Aim of the exercise
Go through the data and copy each line where the word "bounding" shows up.

Material provided section start

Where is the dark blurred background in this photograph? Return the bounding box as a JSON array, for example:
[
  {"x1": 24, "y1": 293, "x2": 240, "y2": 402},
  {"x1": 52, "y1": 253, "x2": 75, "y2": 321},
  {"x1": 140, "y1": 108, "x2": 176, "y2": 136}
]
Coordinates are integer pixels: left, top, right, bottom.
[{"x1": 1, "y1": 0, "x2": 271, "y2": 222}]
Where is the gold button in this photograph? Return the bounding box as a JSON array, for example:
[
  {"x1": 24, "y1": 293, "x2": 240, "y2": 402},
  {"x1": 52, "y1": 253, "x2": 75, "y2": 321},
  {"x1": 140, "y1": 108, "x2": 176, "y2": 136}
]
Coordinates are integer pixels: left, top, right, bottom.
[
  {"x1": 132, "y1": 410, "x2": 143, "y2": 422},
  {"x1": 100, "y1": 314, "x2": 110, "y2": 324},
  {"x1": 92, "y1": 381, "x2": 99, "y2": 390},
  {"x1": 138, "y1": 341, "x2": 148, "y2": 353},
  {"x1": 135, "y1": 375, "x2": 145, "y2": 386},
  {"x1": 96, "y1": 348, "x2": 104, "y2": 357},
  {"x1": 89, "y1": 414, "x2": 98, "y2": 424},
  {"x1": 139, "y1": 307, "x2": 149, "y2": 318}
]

Material provided section end

Task output
Where is the dark blurred background in this photograph? Return the bounding box as a JSON array, for example:
Where is the gold button in this photograph? Return the bounding box as a JSON array, for example:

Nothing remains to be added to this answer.